>> begin

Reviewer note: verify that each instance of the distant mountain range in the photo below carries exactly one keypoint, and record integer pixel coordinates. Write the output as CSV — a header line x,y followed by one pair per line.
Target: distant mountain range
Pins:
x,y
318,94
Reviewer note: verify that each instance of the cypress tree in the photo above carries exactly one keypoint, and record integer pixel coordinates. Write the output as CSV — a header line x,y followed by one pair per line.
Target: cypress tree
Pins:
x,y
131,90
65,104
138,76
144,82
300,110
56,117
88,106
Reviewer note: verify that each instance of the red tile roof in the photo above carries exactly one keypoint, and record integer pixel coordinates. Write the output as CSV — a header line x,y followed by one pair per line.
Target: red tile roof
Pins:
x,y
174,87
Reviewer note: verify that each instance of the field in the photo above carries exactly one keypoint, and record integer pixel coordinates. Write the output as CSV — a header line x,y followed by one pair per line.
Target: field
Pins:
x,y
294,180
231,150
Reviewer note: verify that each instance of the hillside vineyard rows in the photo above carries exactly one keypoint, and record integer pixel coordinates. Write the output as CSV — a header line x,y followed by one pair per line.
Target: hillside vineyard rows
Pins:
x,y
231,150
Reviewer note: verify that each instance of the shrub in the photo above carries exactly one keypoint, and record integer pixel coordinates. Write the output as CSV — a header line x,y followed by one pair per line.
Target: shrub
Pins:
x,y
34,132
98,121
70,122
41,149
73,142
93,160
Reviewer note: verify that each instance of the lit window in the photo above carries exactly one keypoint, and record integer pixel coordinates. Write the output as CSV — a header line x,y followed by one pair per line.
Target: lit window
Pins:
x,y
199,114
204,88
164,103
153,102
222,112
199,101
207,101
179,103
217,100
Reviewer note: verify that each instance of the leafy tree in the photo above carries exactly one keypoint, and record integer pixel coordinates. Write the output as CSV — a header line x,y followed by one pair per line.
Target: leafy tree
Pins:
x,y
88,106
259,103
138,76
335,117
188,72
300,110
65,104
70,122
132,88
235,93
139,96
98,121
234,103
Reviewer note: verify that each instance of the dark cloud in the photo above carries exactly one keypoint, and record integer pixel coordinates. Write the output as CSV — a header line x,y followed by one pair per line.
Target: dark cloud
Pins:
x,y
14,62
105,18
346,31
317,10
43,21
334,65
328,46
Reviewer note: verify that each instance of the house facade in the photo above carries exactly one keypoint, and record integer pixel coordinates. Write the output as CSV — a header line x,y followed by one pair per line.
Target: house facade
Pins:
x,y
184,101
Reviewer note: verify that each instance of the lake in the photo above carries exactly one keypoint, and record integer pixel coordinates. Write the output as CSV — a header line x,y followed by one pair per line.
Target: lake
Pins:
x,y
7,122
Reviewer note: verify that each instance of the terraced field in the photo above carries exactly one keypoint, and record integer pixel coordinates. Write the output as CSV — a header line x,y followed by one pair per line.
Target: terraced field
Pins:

>> end
>> begin

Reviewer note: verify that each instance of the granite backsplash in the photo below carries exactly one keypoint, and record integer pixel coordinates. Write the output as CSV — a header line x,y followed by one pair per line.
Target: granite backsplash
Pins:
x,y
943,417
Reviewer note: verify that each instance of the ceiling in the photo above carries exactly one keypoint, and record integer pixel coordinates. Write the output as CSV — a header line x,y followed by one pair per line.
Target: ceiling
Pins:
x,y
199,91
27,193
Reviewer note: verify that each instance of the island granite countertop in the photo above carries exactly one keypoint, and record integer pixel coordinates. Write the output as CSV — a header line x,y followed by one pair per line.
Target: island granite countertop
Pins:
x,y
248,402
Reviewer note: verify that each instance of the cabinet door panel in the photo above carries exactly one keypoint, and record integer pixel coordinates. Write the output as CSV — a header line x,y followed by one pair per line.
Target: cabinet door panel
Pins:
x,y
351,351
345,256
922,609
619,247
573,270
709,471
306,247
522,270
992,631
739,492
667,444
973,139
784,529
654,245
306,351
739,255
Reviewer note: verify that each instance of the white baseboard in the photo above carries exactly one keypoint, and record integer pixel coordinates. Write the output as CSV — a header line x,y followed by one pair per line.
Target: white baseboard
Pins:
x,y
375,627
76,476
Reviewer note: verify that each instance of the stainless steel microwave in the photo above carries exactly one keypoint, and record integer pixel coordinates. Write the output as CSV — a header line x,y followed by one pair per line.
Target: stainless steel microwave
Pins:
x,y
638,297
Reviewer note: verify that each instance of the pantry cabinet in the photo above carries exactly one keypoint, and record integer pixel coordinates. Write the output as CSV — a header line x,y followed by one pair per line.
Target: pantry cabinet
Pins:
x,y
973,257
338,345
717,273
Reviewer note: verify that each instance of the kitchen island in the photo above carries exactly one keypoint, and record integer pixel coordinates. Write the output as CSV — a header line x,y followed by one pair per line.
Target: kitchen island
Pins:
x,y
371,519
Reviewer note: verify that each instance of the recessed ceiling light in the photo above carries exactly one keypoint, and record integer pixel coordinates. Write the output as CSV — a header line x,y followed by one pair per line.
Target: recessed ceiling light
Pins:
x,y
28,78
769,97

>> end

Pull out every line of the records above that contains the word "mountain", treating uppercase and lowercase letters as different.

* [EXERCISE ANSWER]
Reviewer note: verify that each instance of the distant mountain range in the photo below carries exactly one keypoint, and record integer pixel coordinates. Write the output as CSV — a header line x,y followed by one pair per line.
Target: distant mountain range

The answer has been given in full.